- Page extract
-=-=-

NEWS

Committee Recommends Against Complete NIH Reorganization

Charles Marwick

As the premier supporter of the funding of biomedical research and training, the National Institutes of Health is a successful enterprise that makes a useful response to the demands made upon it. But if it is to meet coming challenges, some organizational changes are needed to enable the NIH as an whole to respond effectively, concludes a new report from the National Research Council and the Institute of Medicine.

At the same time, the report stated, there is no need to consolidate or reduce the number of the present 27 separate institutes and centers, a step that already had been proposed.

Congress asked the NRC and IOM to examine "whether the current structure and organization of NIH is optimally configured for the scientific needs of the 21st century." A 21-member committee, chaired by Harold T. Shapiro, Ph.D., an economist and president emeritus at Princeton University, Princeton, N.J., drafted the final report.

Among the 14 recommendations the committee made are the following:

· The NIH director should have the authority to hire and fire institute directors. At present, this is in the hands of the Secretary of Health and Human Services.

· The NIH director needs an enhanced ability to fund, develop, and carry out highly innovative special projects that would support promising research involving high-risk but high-potential payoffs—an attempt to deal with a peer review system that tends to fund only projects that seem likely to succeed.

· The NIH director should be limited to a 6-year term, with an option to renew one time for a further 6 years. Likewise, individual institute directors should be appointed for 5 years, again with an option to renew one time for a second 5-year term.

-=-=-

- Data
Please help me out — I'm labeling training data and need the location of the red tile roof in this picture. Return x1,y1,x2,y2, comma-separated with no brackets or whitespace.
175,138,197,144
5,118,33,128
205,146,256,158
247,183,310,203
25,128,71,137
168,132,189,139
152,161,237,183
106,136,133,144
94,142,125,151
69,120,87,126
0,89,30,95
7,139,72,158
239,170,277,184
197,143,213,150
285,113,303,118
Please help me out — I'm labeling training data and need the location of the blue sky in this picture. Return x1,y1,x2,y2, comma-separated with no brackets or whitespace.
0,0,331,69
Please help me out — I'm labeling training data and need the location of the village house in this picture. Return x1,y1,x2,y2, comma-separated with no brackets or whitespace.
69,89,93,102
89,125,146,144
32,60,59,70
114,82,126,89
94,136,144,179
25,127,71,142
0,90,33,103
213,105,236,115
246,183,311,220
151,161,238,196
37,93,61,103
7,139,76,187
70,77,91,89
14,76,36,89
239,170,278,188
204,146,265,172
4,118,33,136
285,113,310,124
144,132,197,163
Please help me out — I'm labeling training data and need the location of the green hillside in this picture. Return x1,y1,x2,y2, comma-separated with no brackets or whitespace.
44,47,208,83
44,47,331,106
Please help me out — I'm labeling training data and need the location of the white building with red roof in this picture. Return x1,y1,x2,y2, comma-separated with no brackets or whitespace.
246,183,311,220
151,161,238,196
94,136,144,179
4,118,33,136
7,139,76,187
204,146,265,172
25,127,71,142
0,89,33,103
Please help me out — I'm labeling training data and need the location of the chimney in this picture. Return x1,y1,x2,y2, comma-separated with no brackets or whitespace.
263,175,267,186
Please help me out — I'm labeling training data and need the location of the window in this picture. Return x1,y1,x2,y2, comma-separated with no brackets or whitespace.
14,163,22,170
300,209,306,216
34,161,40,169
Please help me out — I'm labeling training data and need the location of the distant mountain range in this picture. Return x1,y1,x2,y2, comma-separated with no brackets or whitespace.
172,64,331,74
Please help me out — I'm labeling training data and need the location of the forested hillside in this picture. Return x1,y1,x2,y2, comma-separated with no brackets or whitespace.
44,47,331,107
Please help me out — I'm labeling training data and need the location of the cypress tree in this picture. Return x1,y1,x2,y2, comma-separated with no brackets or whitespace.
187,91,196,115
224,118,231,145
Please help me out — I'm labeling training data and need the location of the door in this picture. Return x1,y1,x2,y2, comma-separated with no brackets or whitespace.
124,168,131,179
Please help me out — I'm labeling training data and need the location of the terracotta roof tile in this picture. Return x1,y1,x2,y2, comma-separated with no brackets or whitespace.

-=-=-

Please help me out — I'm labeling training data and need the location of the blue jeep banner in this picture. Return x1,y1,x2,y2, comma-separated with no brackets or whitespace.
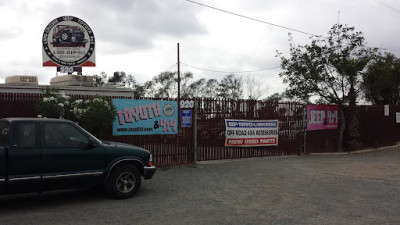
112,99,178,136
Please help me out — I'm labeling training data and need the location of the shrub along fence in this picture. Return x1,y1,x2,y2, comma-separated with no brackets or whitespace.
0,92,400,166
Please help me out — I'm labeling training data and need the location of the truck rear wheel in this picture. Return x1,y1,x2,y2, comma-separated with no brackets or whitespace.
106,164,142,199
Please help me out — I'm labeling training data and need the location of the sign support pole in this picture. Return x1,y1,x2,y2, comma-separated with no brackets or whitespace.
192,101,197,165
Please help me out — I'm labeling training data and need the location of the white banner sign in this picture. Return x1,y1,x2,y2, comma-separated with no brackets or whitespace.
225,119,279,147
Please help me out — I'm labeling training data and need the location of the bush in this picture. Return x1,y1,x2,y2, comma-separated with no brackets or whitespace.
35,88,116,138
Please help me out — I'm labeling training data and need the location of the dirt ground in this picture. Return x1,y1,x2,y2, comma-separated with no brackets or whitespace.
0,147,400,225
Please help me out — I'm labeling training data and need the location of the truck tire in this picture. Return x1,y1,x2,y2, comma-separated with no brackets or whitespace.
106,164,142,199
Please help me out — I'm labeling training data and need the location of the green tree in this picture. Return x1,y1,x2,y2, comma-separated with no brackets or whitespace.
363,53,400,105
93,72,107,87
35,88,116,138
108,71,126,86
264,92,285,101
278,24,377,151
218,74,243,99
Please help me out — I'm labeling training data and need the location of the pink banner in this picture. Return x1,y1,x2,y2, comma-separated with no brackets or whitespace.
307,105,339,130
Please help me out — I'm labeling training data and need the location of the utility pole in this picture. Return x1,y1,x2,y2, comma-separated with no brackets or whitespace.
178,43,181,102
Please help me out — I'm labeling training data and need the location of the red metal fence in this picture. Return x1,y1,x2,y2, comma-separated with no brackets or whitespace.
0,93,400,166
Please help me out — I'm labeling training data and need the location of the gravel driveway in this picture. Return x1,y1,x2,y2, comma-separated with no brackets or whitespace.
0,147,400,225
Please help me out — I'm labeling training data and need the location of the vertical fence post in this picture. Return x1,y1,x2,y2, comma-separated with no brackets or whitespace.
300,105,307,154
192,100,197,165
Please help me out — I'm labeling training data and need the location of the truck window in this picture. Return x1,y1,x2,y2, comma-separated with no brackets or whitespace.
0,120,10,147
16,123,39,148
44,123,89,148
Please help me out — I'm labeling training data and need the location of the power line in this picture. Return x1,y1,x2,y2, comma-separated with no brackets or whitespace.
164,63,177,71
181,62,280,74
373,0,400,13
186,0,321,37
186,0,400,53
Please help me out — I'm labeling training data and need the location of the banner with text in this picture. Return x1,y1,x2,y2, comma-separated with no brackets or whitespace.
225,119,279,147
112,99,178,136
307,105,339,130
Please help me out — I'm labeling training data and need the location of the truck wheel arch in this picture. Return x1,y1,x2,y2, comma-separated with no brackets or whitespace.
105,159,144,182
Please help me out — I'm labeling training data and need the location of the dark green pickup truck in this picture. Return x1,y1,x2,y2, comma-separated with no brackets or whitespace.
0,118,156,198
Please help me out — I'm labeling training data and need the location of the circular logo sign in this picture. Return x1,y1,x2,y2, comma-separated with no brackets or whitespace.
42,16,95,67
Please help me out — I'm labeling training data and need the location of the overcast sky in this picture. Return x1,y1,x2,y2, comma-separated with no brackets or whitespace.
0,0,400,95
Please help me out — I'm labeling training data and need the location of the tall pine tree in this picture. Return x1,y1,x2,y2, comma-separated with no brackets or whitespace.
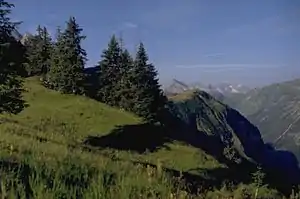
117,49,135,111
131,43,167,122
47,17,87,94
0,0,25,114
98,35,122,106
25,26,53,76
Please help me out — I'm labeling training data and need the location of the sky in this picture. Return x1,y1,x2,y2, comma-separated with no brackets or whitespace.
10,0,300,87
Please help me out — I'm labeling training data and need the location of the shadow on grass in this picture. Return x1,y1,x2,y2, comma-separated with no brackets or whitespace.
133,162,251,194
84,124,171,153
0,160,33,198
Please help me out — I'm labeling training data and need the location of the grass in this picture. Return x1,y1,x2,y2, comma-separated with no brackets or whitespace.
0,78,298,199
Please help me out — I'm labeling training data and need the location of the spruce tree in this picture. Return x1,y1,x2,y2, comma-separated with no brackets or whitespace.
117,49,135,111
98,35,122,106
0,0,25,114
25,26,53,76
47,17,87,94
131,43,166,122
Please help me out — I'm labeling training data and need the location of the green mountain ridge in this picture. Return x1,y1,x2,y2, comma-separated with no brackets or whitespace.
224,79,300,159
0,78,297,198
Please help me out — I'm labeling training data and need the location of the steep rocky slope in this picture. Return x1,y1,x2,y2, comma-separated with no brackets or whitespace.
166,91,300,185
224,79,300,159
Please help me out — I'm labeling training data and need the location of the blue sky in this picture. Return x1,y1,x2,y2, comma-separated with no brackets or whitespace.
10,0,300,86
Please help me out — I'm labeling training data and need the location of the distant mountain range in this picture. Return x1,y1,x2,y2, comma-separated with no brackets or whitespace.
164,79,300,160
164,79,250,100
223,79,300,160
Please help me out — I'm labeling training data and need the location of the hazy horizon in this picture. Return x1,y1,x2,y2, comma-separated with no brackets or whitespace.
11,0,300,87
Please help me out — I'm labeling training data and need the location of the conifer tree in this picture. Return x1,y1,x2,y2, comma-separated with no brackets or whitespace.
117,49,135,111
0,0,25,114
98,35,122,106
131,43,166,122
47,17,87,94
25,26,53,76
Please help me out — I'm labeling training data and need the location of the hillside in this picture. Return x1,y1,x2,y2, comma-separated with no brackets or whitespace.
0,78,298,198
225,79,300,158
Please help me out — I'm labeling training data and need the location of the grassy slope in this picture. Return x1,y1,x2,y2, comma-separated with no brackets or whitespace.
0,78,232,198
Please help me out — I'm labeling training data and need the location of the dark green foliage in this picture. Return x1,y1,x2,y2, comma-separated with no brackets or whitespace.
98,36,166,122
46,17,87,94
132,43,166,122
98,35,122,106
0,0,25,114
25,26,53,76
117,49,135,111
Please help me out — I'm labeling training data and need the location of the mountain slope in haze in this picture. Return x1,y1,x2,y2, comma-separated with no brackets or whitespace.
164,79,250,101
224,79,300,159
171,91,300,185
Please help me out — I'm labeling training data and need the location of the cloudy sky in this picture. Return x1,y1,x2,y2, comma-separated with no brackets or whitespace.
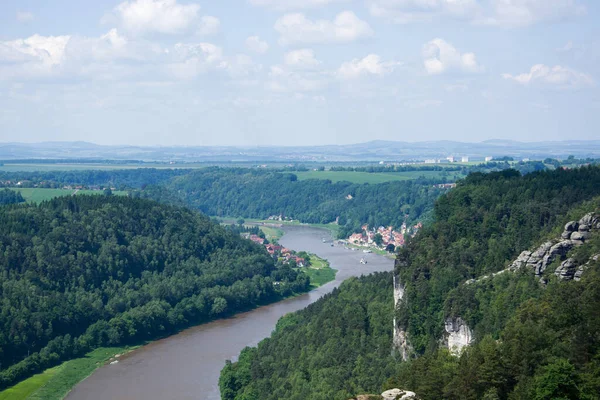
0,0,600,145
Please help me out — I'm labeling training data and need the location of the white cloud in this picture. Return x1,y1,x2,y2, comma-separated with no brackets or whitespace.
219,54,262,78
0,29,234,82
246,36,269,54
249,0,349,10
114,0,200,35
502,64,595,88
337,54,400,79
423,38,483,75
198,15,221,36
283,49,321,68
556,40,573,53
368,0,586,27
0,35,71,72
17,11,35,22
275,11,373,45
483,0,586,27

-=-=-

- Activities
A. In the news article on the NIH reorganization report, who chaired the committee that drafted the final report?
B. Carry on the news article on the NIH reorganization report from the point where it stops.
The data above come from a separate source unrelated to the news article.

- Responses
A. Harold T. Shapiro, Ph.D., an economist and president emeritus at Princeton University, chaired the committee.

B.
· Congress should charge NIH with developing an enhanced ability to develop strategic research initiatives that would cut across many, if not all, of the disease-oriented institutes—a move bound to be controversial with institute directors who may be protective of their turf.

· A call for more emphasis on clinical research by forming a National Center for Clinical Research and Research Resources, in effect an expansion of the existing National Center for Research Resources.

· Finally, in a step that has already sparked considerable controversy (see story below), the committee recommended a re-examination of the present status of the National Cancer Institute. The NCI director is a presidential appointee and this, along with the fact that NCI’s budget is not under the control of the NIH director, is a situation not conducive to good management, said Shapiro. The NCI’s budget constitutes about 17% of the overall NIH budget.

In its report, the committee made an effort to deal with the point that, with the sheer number of institutes and other units being formed in recent years, NIH is becoming unmanageable, an argument also put forth by former NIH director Harold Varmus, M.D., now the president of Memorial Sloan-Kettering Cancer Center in New York.

Consolidating or eliminating NIH institutes would be a lengthy, uncertain process and would outweigh any likely benefits, Shapiro said. "We thought that the benefits and goals advocated by the proponents of a major consolidation could be achieved more quickly and effectively through organizational changes other than restructuring." But, he added: "We do not expect NIH’s organizational structure to remain frozen. Business as usual is no longer appropriate at NIH." Indeed, the committee recommended combining two institutes: The National Institute of Drug Abuse and the National Institute of Alcohol Abuse and Alcoholism.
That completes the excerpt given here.